TEXTO DE APOIO:

_____

Outra categoria analisada foi a dos professores. Em todo o Brasil, houve pressão de pais e diretores de escolas particulares para a volta das aulas presenciais. No primeiro semestre, o ensino remoto com todas as suas dificuldades foi a praxe. Depois de julho, muitas escolas voltaram a abrir. Entre professores contratados para lecionar no ensino fundamental, houve 137 mortes no primeiro semestre e 178 no segundo. Em janeiro e fevereiro, 83 contratos formais de professores do fundamental foram encerrados por morte, contra 42 no mesmo período do ano passado.
Desde janeiro de 2020, o Caged usa uma metodologia que economistas consideram não ser perfeitamente comparável com a de anos anteriores. Fazendo essa ressalva, também é possível dizer que houve excesso de mortes na comparação entre 2019 e 2020 nas categorias analisadas. No retrato do ano inteiro, é possível dizer que, no segundo semestre do ano passado, com a melhora dos indicadores da crise em algumas regiões e depois que o pagamento do auxílio emergencial se tornou regular, o excesso de mortes chegou a cair, embora se mantivesse acima do observado em 2019. Por subsetor da economia, os maiores aumentos proporcionais estiveram na vigilância, transporte e hospitais.

_____

ATIVIDADE A: Resuma o texto de apoio em duas frases.
ATIVIDADE B: Quais subsetores da economia tiveram os maiores aumentos proporcionais, segundo o texto de apoio? Liste todos.
Baseie-se apenas no texto de apoio.

_____

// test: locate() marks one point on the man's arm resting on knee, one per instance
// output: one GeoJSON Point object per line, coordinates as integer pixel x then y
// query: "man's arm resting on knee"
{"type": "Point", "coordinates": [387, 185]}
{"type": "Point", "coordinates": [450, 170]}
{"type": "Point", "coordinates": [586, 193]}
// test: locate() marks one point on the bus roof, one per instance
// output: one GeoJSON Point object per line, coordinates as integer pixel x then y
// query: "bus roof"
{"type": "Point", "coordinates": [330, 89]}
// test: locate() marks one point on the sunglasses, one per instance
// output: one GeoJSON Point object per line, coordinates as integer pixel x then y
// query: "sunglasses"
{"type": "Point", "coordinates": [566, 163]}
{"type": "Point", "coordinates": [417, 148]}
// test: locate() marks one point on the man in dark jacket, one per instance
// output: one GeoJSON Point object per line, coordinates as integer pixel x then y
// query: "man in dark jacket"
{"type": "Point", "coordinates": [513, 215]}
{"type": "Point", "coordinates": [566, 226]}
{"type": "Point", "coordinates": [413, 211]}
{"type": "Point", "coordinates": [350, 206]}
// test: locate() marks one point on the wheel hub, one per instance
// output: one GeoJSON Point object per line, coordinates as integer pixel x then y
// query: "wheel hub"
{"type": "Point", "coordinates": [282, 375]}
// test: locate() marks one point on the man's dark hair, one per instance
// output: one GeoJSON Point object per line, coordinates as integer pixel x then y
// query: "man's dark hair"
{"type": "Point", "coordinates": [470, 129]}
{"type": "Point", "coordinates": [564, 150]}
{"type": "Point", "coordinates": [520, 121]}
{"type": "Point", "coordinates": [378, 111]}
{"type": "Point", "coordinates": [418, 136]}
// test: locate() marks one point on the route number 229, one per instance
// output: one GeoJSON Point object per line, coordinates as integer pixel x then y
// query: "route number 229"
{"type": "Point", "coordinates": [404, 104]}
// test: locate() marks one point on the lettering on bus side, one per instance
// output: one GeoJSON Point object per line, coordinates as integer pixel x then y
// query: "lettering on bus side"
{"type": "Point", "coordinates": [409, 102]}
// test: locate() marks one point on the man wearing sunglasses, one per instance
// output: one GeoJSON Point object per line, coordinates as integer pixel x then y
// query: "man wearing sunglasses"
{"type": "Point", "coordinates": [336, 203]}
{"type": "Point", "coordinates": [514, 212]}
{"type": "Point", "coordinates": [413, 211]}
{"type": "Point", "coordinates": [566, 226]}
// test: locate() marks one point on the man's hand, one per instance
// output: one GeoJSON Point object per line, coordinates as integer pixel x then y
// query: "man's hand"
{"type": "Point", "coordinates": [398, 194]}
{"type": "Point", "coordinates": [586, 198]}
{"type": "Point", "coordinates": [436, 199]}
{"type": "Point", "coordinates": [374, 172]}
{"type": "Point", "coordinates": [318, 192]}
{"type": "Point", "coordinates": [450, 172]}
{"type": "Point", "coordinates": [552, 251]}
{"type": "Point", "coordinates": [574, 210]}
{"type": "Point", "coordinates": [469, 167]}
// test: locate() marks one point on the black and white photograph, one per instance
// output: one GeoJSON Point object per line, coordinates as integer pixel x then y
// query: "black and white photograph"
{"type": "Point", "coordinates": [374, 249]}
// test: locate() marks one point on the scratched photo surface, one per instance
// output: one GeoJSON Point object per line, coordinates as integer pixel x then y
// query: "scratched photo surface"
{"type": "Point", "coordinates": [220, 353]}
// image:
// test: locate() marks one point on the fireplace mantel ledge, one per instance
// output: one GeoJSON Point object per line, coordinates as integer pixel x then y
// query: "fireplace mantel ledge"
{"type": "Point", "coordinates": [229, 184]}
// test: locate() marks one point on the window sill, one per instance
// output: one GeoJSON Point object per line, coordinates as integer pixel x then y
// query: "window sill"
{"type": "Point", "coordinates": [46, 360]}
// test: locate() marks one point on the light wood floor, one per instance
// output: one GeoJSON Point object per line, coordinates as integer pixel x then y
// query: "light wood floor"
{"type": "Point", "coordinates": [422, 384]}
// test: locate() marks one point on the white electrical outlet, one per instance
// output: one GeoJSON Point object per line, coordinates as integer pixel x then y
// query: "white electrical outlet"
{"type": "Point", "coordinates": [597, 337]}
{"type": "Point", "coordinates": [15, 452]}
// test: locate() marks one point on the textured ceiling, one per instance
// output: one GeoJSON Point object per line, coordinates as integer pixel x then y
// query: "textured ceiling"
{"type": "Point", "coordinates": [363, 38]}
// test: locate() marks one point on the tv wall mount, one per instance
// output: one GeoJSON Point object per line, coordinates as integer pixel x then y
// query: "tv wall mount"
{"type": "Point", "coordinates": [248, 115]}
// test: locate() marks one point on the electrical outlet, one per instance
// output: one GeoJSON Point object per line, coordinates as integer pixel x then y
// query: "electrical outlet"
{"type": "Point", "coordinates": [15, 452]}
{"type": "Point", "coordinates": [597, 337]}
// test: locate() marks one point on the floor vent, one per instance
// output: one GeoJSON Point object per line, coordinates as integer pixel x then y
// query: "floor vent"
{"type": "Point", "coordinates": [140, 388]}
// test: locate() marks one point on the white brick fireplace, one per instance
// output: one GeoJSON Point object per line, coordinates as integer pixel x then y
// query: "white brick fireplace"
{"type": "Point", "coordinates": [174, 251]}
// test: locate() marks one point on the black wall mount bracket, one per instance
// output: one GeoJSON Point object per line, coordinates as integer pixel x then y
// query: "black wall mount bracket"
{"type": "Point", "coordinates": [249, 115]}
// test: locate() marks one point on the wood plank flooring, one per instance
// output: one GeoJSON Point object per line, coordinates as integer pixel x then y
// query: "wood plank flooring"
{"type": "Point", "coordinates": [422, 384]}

_____

RESPOSTA A: Entre professores contratados para o ensino fundamental, houve 137 mortes no primeiro semestre e 178 no segundo, e em janeiro e fevereiro 83 contratos foram encerrados por morte, contra 42 no mesmo período do ano passado. Apesar de a metodologia do Caged não ser perfeitamente comparável com a de anos anteriores, houve excesso de mortes entre 2019 e 2020 nas categorias analisadas, com queda no segundo semestre, ainda acima de 2019, e os maiores aumentos proporcionais ocorreram em vigilância, transporte e hospitais.

RESPOSTA B:
- Vigilância
- Transporte
- Hospitais